PROBLEM: Among the entries below, copy only the span from the line containing "Query: person walking on beach" through the line containing "as point(188, 152).". Do so exactly, and skip the pictures.

Referring expression pointing data
○ ○ ○ ○ ○
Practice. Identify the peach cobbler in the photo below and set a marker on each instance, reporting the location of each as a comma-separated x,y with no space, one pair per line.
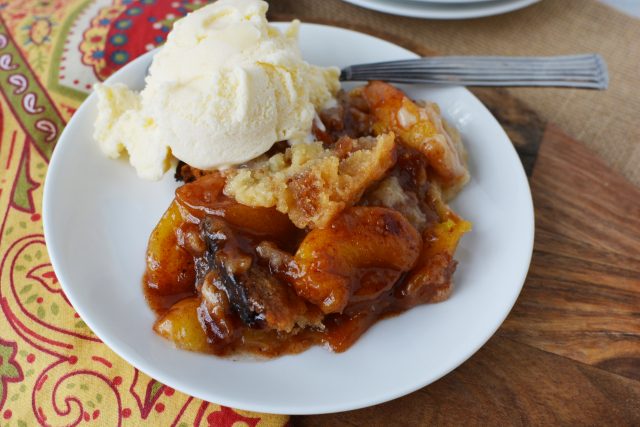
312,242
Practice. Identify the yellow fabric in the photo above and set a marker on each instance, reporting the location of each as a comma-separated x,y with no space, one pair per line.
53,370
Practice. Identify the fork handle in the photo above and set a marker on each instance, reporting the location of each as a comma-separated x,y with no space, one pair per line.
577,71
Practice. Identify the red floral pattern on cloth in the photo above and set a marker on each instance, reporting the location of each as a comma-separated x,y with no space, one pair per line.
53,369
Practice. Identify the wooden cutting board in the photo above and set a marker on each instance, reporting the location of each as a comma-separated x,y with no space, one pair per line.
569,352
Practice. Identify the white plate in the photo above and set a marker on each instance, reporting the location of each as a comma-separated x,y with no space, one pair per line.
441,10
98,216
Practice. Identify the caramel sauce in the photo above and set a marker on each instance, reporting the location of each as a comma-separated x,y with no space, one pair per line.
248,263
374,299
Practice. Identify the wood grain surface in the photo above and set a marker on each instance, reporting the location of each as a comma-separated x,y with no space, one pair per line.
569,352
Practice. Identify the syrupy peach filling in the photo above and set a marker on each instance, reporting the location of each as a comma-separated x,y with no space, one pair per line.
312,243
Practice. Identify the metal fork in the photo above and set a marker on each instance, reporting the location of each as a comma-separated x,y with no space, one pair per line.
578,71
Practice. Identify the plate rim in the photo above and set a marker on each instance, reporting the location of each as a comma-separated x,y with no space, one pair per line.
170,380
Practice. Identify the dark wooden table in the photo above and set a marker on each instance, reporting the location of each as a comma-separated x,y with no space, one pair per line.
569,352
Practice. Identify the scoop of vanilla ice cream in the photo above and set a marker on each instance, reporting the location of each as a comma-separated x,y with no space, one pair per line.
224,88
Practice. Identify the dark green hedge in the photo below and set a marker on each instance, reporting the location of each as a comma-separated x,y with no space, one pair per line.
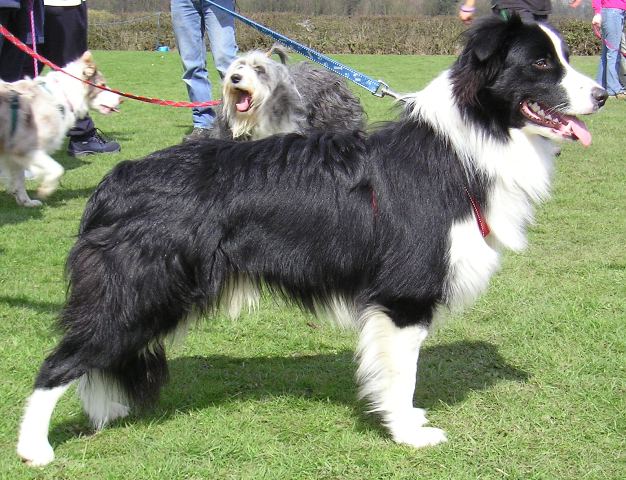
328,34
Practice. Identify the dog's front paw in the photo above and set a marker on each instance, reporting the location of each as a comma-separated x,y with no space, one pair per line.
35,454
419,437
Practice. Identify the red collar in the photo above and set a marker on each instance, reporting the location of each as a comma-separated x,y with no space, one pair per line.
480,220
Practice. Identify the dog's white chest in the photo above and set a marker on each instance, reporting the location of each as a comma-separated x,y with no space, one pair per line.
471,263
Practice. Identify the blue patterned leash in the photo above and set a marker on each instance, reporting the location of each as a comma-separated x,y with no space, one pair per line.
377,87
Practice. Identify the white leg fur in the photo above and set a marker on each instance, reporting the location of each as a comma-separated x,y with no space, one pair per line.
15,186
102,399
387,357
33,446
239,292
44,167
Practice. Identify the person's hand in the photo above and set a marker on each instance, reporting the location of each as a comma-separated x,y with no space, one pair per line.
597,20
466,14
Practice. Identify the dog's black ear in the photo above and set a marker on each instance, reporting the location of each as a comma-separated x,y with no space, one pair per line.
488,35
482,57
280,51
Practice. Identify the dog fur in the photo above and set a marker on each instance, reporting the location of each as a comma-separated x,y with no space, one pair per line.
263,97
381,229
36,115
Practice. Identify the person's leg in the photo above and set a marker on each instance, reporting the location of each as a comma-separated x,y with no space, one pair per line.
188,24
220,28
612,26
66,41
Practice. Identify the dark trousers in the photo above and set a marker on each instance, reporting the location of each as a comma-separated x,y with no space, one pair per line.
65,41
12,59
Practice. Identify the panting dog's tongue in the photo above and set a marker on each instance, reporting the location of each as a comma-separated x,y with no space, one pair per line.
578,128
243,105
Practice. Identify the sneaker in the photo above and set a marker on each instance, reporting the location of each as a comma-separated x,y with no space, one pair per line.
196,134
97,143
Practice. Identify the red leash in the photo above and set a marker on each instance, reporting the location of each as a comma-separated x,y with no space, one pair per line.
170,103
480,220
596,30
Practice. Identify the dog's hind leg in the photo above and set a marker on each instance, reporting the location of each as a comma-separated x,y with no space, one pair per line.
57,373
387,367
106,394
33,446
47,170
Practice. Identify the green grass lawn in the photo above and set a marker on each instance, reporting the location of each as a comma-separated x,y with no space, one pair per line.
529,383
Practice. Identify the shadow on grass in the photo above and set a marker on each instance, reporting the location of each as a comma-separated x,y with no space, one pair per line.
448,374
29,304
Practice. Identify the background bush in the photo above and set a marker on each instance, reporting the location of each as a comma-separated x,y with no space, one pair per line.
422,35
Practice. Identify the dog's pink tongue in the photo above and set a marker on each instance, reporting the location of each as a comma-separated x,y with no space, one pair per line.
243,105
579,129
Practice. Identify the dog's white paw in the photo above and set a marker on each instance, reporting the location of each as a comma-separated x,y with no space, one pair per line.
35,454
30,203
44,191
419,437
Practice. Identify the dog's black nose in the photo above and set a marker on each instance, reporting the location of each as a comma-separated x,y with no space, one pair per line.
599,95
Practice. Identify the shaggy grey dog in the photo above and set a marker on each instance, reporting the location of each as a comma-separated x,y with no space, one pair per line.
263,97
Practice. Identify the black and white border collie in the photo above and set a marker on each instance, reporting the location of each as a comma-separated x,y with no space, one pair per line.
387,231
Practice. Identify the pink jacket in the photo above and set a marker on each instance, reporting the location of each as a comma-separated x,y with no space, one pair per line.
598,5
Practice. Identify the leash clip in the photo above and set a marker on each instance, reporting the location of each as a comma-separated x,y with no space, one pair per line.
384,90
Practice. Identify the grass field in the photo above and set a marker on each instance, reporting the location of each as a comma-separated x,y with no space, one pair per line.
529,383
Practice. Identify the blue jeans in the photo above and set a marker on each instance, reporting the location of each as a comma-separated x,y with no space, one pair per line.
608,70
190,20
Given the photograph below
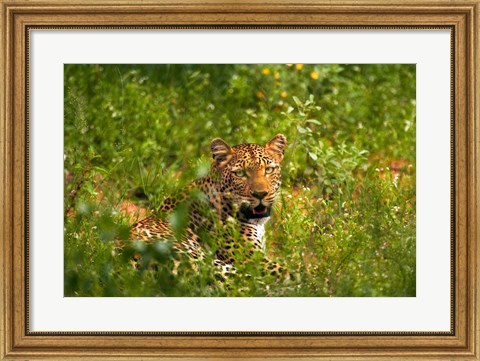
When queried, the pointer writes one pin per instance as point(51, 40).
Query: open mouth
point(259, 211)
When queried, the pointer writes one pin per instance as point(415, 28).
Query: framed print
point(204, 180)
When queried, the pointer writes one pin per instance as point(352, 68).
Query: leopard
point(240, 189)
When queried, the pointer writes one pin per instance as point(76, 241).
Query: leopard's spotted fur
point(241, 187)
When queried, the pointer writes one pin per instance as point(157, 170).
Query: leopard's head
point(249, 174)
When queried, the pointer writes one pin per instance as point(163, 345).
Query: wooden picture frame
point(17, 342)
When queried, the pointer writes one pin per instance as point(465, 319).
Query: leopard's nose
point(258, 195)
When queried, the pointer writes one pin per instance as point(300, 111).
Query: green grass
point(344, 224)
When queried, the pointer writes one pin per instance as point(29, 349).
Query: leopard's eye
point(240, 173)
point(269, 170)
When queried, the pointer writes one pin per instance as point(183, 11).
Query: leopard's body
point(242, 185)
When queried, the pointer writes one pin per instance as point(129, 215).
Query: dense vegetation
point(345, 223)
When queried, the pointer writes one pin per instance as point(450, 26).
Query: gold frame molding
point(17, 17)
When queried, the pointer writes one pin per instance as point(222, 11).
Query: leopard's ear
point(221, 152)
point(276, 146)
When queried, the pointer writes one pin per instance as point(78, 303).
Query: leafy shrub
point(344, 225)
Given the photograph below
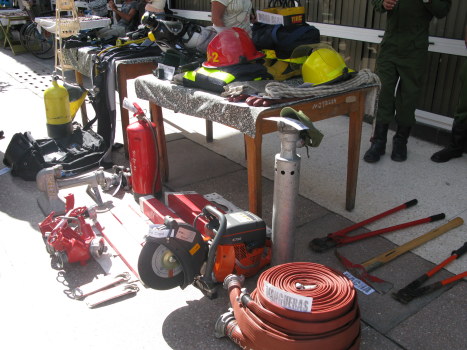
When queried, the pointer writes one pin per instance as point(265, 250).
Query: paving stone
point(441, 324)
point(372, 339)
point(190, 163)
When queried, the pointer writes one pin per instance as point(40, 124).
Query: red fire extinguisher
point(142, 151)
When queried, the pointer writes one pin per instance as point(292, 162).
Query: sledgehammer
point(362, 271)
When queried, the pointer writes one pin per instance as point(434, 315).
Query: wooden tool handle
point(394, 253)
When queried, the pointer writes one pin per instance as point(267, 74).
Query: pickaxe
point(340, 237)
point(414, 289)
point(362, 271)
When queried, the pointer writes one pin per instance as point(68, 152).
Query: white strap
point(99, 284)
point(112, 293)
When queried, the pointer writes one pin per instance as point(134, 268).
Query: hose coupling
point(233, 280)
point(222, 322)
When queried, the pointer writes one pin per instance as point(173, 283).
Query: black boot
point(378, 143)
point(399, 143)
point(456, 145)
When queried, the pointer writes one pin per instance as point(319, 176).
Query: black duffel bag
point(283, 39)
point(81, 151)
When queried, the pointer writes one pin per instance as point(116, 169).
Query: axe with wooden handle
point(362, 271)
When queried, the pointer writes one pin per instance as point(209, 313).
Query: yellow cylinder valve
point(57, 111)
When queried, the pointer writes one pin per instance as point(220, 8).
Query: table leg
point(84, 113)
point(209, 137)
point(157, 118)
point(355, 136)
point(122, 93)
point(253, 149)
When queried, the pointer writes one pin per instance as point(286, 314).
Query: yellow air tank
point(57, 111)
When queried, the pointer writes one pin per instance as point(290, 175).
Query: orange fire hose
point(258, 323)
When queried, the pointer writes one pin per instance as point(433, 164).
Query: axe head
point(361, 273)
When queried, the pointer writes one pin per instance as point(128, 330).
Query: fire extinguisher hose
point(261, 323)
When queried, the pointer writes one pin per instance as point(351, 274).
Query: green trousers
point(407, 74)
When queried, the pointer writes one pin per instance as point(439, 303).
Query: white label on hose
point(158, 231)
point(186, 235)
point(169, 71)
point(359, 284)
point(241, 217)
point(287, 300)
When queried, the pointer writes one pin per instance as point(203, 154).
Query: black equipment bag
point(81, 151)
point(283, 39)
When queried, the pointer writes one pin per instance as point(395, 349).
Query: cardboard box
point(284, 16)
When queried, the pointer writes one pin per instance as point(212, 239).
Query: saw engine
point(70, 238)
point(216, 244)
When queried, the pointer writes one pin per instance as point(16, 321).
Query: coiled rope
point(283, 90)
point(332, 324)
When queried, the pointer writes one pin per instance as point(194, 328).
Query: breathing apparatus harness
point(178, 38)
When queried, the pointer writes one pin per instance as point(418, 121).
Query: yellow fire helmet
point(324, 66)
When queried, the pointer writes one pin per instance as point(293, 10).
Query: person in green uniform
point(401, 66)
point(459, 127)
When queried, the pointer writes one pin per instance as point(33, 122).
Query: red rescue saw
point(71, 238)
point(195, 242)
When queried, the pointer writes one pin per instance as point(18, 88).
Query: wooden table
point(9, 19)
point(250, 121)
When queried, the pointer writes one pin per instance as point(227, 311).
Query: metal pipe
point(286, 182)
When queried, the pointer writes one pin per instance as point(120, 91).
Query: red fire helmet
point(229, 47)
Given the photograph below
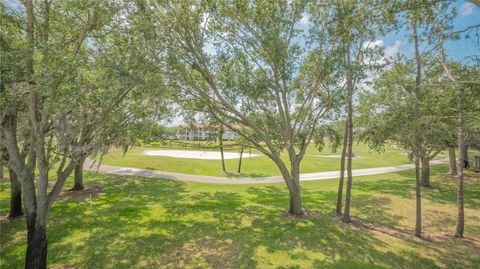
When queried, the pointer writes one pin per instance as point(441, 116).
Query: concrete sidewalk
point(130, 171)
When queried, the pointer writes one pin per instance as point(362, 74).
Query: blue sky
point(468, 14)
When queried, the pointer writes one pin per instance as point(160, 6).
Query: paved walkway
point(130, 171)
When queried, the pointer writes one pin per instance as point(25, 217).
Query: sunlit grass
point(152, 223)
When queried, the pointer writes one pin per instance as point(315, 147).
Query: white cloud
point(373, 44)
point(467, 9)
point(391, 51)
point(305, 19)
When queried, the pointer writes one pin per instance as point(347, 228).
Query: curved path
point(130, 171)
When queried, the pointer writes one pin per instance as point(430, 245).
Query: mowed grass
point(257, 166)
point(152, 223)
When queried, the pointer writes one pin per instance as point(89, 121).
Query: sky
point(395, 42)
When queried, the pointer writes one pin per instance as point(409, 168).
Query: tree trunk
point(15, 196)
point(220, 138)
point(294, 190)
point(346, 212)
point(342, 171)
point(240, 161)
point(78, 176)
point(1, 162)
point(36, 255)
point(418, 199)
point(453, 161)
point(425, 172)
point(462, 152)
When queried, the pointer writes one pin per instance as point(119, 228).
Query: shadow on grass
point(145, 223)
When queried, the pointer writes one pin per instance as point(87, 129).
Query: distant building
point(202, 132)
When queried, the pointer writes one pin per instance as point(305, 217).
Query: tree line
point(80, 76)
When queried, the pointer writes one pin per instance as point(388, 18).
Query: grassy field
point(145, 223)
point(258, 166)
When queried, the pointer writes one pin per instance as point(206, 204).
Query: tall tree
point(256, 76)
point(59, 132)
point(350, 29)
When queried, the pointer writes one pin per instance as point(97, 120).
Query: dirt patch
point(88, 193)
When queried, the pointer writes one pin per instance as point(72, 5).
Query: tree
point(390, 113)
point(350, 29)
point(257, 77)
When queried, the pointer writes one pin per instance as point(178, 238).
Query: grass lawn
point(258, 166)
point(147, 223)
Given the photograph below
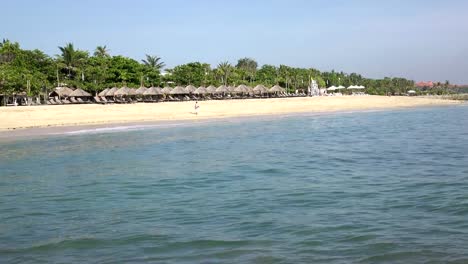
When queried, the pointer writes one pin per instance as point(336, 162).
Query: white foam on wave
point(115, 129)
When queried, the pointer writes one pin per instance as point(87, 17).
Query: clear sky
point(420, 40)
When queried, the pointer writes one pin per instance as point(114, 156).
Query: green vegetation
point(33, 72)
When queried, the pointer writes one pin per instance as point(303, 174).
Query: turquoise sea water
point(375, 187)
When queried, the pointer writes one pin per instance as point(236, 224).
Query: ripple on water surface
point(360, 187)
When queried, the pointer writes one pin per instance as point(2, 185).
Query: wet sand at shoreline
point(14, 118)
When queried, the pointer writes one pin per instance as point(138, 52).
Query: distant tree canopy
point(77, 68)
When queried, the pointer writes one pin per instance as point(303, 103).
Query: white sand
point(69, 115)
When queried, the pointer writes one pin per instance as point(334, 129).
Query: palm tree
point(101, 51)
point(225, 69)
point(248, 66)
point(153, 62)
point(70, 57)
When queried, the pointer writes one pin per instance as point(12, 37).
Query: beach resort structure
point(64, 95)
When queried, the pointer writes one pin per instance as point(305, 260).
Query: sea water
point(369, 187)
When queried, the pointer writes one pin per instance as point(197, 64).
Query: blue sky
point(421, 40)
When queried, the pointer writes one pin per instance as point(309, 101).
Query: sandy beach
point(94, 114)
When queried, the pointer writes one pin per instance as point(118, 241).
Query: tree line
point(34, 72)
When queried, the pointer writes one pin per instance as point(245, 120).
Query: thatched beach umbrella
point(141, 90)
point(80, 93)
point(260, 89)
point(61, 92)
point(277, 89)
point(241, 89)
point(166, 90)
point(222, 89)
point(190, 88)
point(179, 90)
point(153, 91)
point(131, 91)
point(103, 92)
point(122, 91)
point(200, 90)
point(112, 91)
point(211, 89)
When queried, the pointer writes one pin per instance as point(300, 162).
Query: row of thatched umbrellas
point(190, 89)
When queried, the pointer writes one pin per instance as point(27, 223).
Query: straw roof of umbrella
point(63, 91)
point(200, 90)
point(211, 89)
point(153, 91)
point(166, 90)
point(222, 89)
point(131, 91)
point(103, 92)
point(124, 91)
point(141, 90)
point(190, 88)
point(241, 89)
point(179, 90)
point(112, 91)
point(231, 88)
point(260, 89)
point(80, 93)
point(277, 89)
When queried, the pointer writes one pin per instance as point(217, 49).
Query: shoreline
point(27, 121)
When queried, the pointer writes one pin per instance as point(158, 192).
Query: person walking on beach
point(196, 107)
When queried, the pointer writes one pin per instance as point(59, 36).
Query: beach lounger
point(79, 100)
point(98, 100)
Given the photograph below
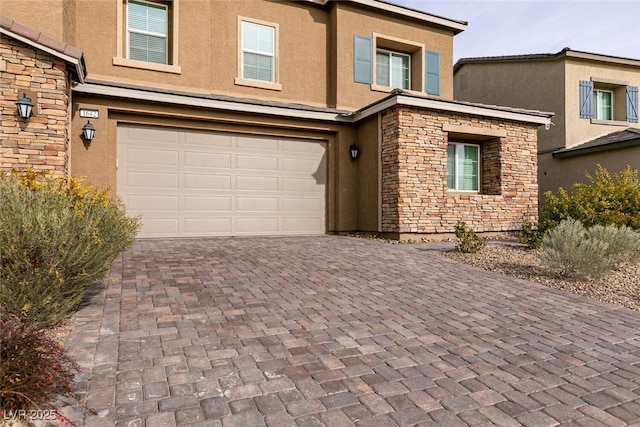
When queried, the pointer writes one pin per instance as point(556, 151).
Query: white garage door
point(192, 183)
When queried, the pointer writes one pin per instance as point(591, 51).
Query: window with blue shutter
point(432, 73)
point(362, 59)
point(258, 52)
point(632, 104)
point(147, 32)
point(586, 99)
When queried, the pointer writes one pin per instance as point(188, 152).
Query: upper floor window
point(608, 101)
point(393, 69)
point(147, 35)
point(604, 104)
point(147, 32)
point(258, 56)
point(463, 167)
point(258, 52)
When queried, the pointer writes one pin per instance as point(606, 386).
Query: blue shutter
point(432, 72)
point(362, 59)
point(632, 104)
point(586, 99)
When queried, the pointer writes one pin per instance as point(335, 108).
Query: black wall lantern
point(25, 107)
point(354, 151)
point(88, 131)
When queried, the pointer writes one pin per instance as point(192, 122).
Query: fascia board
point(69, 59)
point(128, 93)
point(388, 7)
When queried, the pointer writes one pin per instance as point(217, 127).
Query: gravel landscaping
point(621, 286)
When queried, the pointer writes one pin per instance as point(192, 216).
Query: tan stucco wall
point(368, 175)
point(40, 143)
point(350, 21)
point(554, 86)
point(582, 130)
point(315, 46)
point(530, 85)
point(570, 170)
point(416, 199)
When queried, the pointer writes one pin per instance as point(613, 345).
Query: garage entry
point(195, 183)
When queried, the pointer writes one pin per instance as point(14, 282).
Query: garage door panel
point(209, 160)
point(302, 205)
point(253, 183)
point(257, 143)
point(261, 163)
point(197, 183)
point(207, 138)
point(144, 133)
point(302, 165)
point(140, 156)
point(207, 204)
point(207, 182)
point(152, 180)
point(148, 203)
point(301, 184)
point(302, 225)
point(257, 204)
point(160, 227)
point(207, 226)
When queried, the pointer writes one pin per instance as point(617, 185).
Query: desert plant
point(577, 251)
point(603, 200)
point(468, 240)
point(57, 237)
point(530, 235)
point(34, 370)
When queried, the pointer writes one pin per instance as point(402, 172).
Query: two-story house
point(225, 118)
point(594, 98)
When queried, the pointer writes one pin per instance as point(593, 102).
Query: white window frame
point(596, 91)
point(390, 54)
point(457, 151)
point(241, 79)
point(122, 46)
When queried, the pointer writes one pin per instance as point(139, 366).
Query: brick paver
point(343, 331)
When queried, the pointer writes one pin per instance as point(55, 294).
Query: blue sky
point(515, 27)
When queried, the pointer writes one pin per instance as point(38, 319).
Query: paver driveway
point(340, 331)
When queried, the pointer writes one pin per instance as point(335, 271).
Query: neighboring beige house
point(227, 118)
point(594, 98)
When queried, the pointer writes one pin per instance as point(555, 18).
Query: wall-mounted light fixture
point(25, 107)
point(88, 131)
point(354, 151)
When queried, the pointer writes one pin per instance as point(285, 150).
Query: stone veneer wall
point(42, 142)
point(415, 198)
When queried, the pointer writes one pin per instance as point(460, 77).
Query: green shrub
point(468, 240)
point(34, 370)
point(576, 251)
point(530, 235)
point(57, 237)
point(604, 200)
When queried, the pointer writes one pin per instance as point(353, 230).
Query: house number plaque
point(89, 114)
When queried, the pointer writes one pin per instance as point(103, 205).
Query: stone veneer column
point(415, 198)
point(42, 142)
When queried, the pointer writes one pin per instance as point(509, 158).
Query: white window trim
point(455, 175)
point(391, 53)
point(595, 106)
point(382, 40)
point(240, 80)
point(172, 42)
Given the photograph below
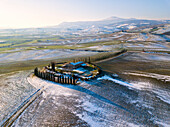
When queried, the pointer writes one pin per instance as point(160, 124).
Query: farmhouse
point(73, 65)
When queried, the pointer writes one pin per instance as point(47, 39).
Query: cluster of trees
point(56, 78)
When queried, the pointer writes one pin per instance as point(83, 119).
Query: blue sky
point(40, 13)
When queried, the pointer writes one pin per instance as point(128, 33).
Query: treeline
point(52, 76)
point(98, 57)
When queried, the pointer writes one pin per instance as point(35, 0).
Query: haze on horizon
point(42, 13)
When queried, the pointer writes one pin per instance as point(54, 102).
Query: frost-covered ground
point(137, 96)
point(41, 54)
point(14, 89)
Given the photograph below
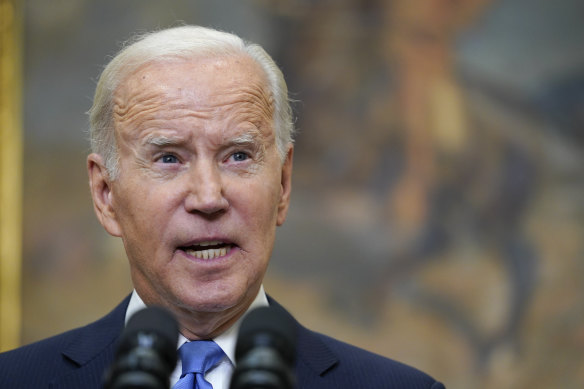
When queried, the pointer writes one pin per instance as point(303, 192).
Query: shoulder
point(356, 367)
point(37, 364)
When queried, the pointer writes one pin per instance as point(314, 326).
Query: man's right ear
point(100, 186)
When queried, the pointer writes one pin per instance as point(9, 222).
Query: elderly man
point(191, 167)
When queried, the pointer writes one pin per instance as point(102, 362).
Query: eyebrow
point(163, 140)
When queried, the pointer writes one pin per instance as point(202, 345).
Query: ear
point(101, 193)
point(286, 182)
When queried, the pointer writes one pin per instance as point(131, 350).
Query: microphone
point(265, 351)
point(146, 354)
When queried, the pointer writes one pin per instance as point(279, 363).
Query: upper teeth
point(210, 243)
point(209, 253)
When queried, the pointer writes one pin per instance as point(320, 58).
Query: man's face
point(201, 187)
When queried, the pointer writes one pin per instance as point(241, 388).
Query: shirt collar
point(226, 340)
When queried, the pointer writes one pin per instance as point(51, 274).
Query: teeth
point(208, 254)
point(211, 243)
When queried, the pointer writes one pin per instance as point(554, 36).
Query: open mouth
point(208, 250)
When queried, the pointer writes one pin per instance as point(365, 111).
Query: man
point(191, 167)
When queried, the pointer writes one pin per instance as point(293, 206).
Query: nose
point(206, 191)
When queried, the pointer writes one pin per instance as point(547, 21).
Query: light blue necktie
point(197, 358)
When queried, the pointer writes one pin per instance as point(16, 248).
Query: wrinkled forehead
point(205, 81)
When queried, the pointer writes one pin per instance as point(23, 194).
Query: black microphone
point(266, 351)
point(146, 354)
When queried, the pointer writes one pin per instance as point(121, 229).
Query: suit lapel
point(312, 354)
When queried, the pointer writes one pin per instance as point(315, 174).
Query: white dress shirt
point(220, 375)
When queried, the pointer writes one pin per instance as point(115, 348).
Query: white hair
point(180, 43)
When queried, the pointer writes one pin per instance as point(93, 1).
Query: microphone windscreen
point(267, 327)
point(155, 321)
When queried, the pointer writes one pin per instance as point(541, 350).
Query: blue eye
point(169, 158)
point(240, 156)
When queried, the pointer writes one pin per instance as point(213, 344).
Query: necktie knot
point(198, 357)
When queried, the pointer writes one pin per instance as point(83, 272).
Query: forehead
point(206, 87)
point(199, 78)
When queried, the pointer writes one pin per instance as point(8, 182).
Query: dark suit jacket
○ ○ ○ ○ ○
SOLUTION:
Query: person walking on beach
point(196, 107)
When queried, the pointer writes one pin per instance as point(59, 36).
Query: beach lounger
point(79, 100)
point(98, 100)
Given the photograph below
When queried, the pointer writes one pin per instance as point(556, 151).
Query: white garage door
point(192, 183)
When queried, the pointer writes one pin per instance as point(591, 51).
Query: window with blue shutter
point(432, 73)
point(362, 59)
point(258, 52)
point(632, 104)
point(147, 32)
point(586, 99)
When queried, the pointer writes one pin per instance as point(188, 152).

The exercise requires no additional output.